**Study text:**
::::::::::
# Gold Severum Problems. HELP!



## FC-1032 (Apr 21, 2013)

Hi there,

I desperately need your help! I have 2 gold severums, but recently we've noticed one become inactive.

Over the last few days we've noticed it swim less and less, on a regular basis it would greet us when we walk around :fish: ; right now, it's sitting at the bottom of the tank. For the last few days, It hasn't been eating during the time we've fed it (just normal fish meal). Finally, compared to our other severum of same age, it's breathing heavily.

Some general info:
Age: about 7 years old I think
PH: I actually don't know, I'm a beginner, and my dad doesn't let me mess with the tank. 
Misc:
* I haven't noticed it eat or excrete any faeces
* Its' colour seems mostly the same, not much difference.
* We haven't made much changes to the tank conditions recently (no new fish, same tank etc...)
* 1.2m tank (4 feet)

What should I do? Please help!


----------



## cichlidaholic (Dec 7, 2005)

If it's 7 years old, it may just be old age.

Outside of that, you would need to know the water parameters, especially ammonia. Does your dad do regular tank maintenance, i.e. water changes, substrate vacuuming? If so, how much and how often?

It's really hard to say when you're talking about a fish this old. Unless there is something way off with the tank, what you are witnessing is likely just due to the fish age. Dad has to be doing something right to have had it for 7 years!


----------



## FC-1032 (Apr 21, 2013)

Thanks for the reply,

I know that he doesn't do water parameter checks (something I see as important, but have no idea of). As far as maintenance, we do small water changes about 20-30% on a fortnightly basis.
::::::::::
Point localization data:
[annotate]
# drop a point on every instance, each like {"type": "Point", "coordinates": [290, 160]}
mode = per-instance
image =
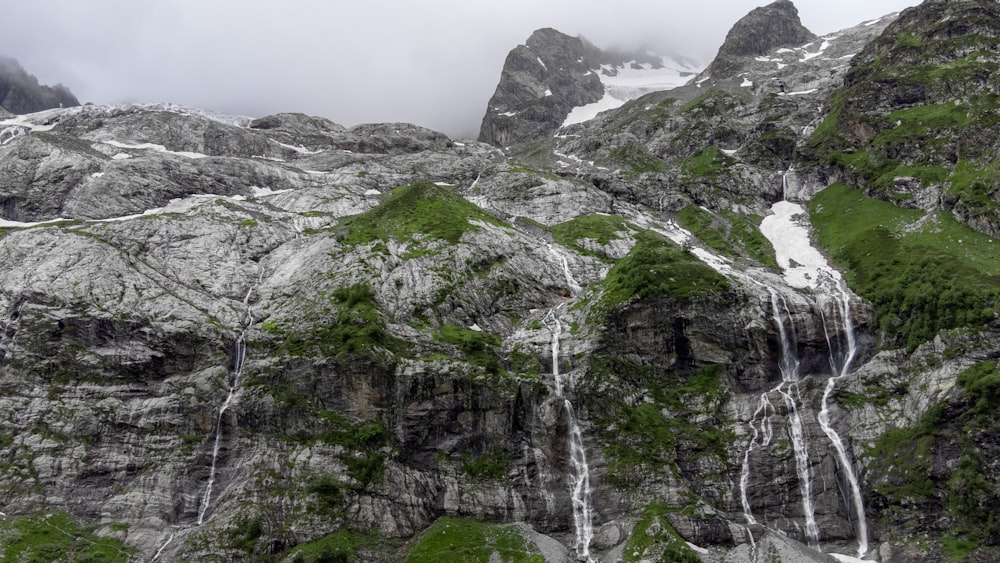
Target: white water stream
{"type": "Point", "coordinates": [583, 513]}
{"type": "Point", "coordinates": [806, 268]}
{"type": "Point", "coordinates": [239, 357]}
{"type": "Point", "coordinates": [842, 298]}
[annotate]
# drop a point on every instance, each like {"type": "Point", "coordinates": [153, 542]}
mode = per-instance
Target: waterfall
{"type": "Point", "coordinates": [842, 300]}
{"type": "Point", "coordinates": [159, 551]}
{"type": "Point", "coordinates": [583, 514]}
{"type": "Point", "coordinates": [239, 357]}
{"type": "Point", "coordinates": [574, 287]}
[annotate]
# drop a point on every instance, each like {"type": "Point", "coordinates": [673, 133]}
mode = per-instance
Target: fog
{"type": "Point", "coordinates": [434, 62]}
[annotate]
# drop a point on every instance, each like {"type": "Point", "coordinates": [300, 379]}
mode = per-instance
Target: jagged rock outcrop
{"type": "Point", "coordinates": [20, 92]}
{"type": "Point", "coordinates": [284, 339]}
{"type": "Point", "coordinates": [758, 33]}
{"type": "Point", "coordinates": [542, 81]}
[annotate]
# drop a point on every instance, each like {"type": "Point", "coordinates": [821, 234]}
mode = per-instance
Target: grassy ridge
{"type": "Point", "coordinates": [658, 267]}
{"type": "Point", "coordinates": [922, 273]}
{"type": "Point", "coordinates": [422, 208]}
{"type": "Point", "coordinates": [729, 233]}
{"type": "Point", "coordinates": [56, 537]}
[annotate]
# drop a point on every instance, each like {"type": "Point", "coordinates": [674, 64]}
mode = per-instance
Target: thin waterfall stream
{"type": "Point", "coordinates": [583, 514]}
{"type": "Point", "coordinates": [239, 358]}
{"type": "Point", "coordinates": [842, 299]}
{"type": "Point", "coordinates": [804, 267]}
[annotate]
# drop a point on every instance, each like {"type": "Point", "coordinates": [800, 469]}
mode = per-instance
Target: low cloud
{"type": "Point", "coordinates": [434, 63]}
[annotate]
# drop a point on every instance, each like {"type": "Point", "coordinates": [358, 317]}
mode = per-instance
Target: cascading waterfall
{"type": "Point", "coordinates": [789, 368]}
{"type": "Point", "coordinates": [159, 551]}
{"type": "Point", "coordinates": [583, 515]}
{"type": "Point", "coordinates": [239, 357]}
{"type": "Point", "coordinates": [9, 331]}
{"type": "Point", "coordinates": [805, 267]}
{"type": "Point", "coordinates": [843, 302]}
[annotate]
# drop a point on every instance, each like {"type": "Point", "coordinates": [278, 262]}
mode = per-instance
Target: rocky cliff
{"type": "Point", "coordinates": [672, 333]}
{"type": "Point", "coordinates": [543, 80]}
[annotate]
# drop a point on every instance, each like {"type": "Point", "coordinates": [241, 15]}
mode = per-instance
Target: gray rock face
{"type": "Point", "coordinates": [761, 31]}
{"type": "Point", "coordinates": [382, 311]}
{"type": "Point", "coordinates": [542, 81]}
{"type": "Point", "coordinates": [20, 92]}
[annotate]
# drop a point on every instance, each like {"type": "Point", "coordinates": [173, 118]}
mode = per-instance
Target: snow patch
{"type": "Point", "coordinates": [628, 83]}
{"type": "Point", "coordinates": [299, 149]}
{"type": "Point", "coordinates": [152, 146]}
{"type": "Point", "coordinates": [803, 265]}
{"type": "Point", "coordinates": [258, 191]}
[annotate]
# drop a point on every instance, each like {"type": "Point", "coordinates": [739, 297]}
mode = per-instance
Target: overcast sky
{"type": "Point", "coordinates": [430, 62]}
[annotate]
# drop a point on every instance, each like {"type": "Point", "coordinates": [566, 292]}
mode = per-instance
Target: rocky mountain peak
{"type": "Point", "coordinates": [541, 82]}
{"type": "Point", "coordinates": [762, 30]}
{"type": "Point", "coordinates": [20, 92]}
{"type": "Point", "coordinates": [553, 74]}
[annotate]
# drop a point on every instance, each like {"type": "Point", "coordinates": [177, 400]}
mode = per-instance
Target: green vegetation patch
{"type": "Point", "coordinates": [598, 227]}
{"type": "Point", "coordinates": [657, 266]}
{"type": "Point", "coordinates": [942, 464]}
{"type": "Point", "coordinates": [479, 348]}
{"type": "Point", "coordinates": [356, 328]}
{"type": "Point", "coordinates": [338, 547]}
{"type": "Point", "coordinates": [654, 539]}
{"type": "Point", "coordinates": [423, 208]}
{"type": "Point", "coordinates": [729, 233]}
{"type": "Point", "coordinates": [469, 541]}
{"type": "Point", "coordinates": [709, 163]}
{"type": "Point", "coordinates": [922, 274]}
{"type": "Point", "coordinates": [56, 536]}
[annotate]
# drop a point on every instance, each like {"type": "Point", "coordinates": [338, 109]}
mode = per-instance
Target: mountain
{"type": "Point", "coordinates": [554, 80]}
{"type": "Point", "coordinates": [21, 93]}
{"type": "Point", "coordinates": [760, 32]}
{"type": "Point", "coordinates": [750, 317]}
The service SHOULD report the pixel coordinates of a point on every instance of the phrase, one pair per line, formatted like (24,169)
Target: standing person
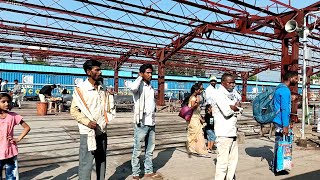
(17,94)
(225,108)
(282,103)
(144,122)
(45,92)
(195,138)
(201,96)
(89,109)
(4,86)
(1,81)
(209,128)
(210,90)
(8,144)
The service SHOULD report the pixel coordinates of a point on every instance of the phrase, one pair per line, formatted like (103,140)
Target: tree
(253,78)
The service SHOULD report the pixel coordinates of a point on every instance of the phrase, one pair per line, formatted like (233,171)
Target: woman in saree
(195,138)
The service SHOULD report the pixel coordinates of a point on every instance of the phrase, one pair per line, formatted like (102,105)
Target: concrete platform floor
(50,151)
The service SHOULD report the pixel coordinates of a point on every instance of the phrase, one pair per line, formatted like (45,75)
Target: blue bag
(262,106)
(284,154)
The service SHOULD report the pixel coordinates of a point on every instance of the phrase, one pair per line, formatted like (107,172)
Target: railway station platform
(50,151)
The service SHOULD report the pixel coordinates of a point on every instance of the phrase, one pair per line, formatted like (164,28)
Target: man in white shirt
(225,110)
(210,90)
(89,109)
(144,122)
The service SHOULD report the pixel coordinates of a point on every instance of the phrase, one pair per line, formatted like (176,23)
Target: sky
(165,5)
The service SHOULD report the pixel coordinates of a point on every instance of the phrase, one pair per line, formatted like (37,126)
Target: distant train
(34,77)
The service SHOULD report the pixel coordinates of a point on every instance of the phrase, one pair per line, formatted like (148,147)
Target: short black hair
(207,108)
(289,74)
(2,95)
(88,65)
(225,75)
(144,67)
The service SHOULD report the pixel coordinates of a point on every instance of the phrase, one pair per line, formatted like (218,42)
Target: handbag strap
(85,104)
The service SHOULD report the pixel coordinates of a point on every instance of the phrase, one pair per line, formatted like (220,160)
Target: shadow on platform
(31,174)
(309,175)
(263,152)
(124,170)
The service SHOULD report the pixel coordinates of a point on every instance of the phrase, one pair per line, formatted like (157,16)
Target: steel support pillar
(294,67)
(161,74)
(285,58)
(244,78)
(309,74)
(290,63)
(116,77)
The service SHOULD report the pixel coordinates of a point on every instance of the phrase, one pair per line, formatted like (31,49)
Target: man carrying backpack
(282,104)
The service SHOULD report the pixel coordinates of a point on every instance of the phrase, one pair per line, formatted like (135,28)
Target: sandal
(153,176)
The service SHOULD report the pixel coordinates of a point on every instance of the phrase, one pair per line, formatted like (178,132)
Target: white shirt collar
(88,86)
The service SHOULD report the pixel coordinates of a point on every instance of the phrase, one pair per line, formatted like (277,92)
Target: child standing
(209,127)
(8,144)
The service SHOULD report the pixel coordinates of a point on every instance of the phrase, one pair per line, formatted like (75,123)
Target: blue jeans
(146,134)
(11,166)
(86,157)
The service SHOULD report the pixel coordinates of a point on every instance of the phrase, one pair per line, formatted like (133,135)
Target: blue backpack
(262,106)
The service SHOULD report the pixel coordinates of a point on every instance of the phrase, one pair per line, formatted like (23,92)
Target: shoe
(204,155)
(152,176)
(281,173)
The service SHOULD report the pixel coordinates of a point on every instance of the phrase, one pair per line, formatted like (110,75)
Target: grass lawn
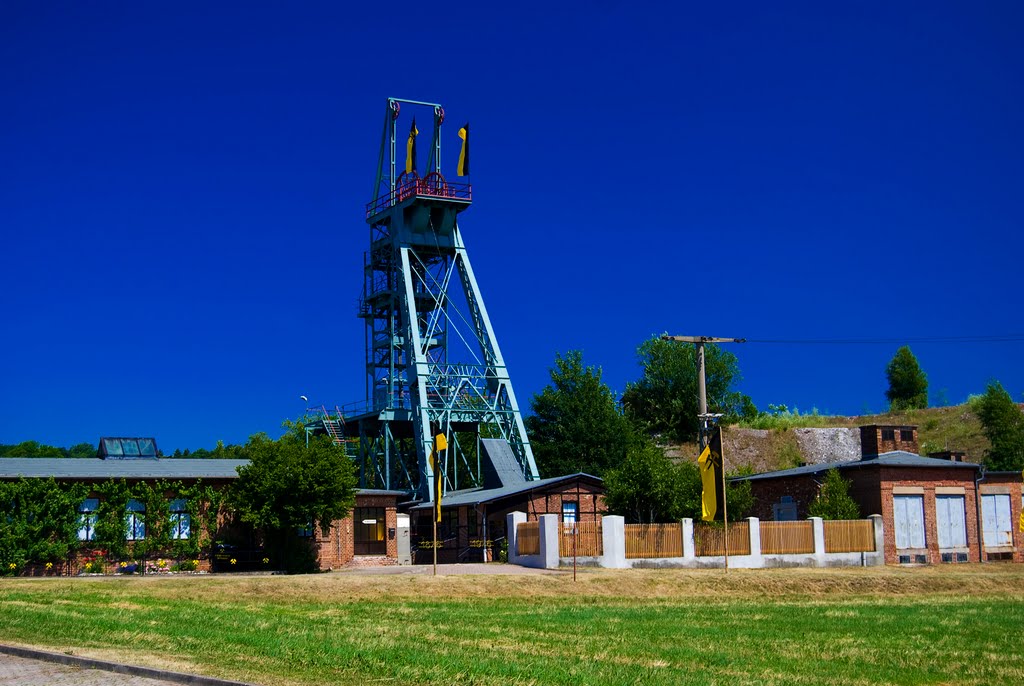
(901,626)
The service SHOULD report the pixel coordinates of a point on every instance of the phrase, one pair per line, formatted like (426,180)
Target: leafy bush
(834,501)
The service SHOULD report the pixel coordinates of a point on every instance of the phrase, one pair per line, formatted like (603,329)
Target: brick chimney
(951,456)
(876,439)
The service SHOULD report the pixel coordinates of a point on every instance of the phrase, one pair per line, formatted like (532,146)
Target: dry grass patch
(911,626)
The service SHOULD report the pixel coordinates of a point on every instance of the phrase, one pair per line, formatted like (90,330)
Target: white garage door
(995,520)
(908,512)
(949,519)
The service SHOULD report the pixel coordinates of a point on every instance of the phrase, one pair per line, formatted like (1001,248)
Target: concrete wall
(613,532)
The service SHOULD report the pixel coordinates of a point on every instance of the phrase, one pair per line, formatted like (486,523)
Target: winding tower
(432,360)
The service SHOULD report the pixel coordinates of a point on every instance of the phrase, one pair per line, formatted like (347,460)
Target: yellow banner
(709,481)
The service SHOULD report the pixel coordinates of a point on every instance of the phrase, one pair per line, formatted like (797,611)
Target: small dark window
(370,527)
(449,526)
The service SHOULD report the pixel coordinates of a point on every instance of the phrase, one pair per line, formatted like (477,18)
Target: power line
(1007,338)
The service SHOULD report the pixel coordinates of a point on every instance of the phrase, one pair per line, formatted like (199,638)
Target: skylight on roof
(127,448)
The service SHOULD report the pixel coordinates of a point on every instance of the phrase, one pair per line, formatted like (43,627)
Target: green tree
(81,451)
(289,485)
(38,522)
(664,401)
(907,383)
(1003,424)
(834,500)
(577,425)
(648,487)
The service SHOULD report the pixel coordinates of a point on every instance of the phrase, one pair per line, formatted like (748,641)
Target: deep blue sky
(181,193)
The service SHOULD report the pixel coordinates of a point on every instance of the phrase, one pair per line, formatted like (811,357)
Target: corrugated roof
(90,468)
(478,496)
(894,459)
(501,467)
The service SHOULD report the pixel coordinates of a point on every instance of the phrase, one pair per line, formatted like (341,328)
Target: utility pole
(702,415)
(706,419)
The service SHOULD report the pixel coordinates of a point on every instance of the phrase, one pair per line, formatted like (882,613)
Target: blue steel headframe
(433,362)
(386,161)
::::::::::
**Task requirements:**
A) Using the forum thread about the gold severum, decide whether each statement below agrees with it. Answer yes or no for each, and quote the words from the thread that settle it.
(i) The water parameters of the tank are checked.
(ii) The inactive severum breathes more heavily than the other severum.
(iii) The inactive severum's color has changed noticeably.
B) Answer these questions from the forum thread about the gold severum:
(i) How long is the tank?
(ii) What does the first reply say may explain the fish's behavior?
(iii) What size of water change is made, and how often?
C) Write a continuation of the forum thread about the gold severum, starting after its last sentence.

**Solved tasks:**
A)
(i) No. "I know that he doesn't do water parameter checks"
(ii) Yes. "compared to our other severum of same age, it's breathing heavily."
(iii) No. "Its' colour seems mostly the same, not much difference."

B)
(i) 1.2m (4 feet).
(ii) Old age.
(iii) Small water changes of about 20-30%, done fortnightly.

C)
Today we moved all the fish over to a hospital tank, because we feel the home tank is a bit dirty. We'll be cleaning that since there seems to be some bacteria. In terms of its inactivity, I'm not really worried about it not swimming, because besides greeting us, they are rather slow swimmers. I'm more worried about it not eating 

How should I go about these parameter testings?


----------



## cichlidaholic (Dec 7, 2005)

You need test kits...At the bare minimum you should be checking ammonia, ph, nitrates and nitrite. If the tank is indeed "dirty", over time this may have done irreparable damage to the fish. It sounds like the substrate may need a good cleaning, too, but if this has not been done regularly, there is the risk of releasing harmful bacterial pockets into the water, so it might be best to clean it in sections with the next few water changes. It would also be best to increase the frequency and amount if the water changes until the water is pristine again.

With all that being said, it may still be old age with a seven year old fish, however, the tank still needs to be kept clean.


----------



## FC-1032 (Apr 21, 2013)

Thanks so much for your help. In a time where I was pretty much helpless, a little help and advice from anyone is very comforting.

But to much dismay, I returned home to my severum dead at the bottom of the hospital tank.

Mum dropped by the local aquarium and upon mentioning age, the owner said "it's about time". We're all very upset right now, but if it was truly from age, there was nothing much we could of done. I'll do my best to keep the remaining fish in good shape.

I get even more upset watching his longest tank mate (also wife) sit next to his dead body... weeping widow.


----------



## cichlidaholic (Dec 7, 2005)

I hope the dead fish was removed quickly! And, I hope the water change and tank clean up was done.

A neglected tank can shorten the fish life span, although I do not believe that is necessarily the case with a 7 year old severum. I would encourage my dad to develop a good tank maintenance regimen for full enjoyment of the tank in the future.

Sorry you lost him, it's just like any other pet when you've had them around for a long time, I know.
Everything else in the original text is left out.